_SET PROBLEM_:
Reproduce the records from the line that has "e.g. [(225, 64)]" through the line that has "[(235, 117)]", requests included, rescaling each point coordinate in the answers by 0.6 and rounding to whole numbers with halves rounded up. Leave every number in the requests and their format samples unchanged.

_ROWS_:
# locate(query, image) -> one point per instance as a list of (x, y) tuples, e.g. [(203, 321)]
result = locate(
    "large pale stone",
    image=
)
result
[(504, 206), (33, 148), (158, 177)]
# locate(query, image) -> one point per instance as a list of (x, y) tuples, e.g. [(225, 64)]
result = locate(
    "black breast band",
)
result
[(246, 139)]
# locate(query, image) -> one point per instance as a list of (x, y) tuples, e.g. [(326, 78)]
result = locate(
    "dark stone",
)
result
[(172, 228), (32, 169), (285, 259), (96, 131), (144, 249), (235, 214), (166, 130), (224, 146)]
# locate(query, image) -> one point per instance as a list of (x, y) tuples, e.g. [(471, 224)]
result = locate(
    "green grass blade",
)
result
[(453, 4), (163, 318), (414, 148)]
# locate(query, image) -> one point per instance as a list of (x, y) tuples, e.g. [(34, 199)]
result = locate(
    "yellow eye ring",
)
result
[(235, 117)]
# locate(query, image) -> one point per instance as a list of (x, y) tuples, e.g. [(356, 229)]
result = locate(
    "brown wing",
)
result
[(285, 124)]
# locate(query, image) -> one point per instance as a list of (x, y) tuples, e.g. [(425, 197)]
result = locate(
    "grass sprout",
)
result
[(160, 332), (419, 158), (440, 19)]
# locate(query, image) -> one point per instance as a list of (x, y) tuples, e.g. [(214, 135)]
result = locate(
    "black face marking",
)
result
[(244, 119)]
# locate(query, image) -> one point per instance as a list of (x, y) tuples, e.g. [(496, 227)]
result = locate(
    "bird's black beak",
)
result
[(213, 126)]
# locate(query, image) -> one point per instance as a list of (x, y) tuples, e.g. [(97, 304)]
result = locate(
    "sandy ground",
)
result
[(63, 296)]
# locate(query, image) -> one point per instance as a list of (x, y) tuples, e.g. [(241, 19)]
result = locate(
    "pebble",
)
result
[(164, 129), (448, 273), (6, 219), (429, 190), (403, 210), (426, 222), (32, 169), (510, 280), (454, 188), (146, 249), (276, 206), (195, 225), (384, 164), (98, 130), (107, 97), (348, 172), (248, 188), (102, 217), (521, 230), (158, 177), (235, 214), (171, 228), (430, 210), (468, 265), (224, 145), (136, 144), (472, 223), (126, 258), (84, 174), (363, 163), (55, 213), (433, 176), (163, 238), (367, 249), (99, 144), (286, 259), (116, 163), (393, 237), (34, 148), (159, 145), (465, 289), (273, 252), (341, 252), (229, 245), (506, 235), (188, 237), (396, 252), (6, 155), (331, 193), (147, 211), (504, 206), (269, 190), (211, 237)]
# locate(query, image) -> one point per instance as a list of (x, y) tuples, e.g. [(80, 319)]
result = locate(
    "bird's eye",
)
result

_COMPLETE RESPONSE_:
# locate(query, image) -> one point per instance as a list of (x, y) tuples, e.g. [(225, 64)]
result = locate(
    "black breast band",
)
result
[(148, 83)]
# locate(query, image) -> one point per instance as a list of (x, y) tuples, e.g. [(326, 78)]
result = locate(
    "dark stone",
)
result
[(103, 137), (19, 101), (171, 155), (58, 79), (86, 149), (141, 128), (100, 78), (134, 88)]
# locate(query, image) -> one point per instance as a list of (x, y) tuples, e.g. [(471, 224)]
result = locate(
    "green grass blade",
)
result
[(272, 2), (98, 191), (248, 89)]
# locate(query, image) -> one point per instance as a list of (x, y) tuples, e.g. [(34, 199)]
result = locate(
    "yellow eye ring",
)
result
[(141, 70)]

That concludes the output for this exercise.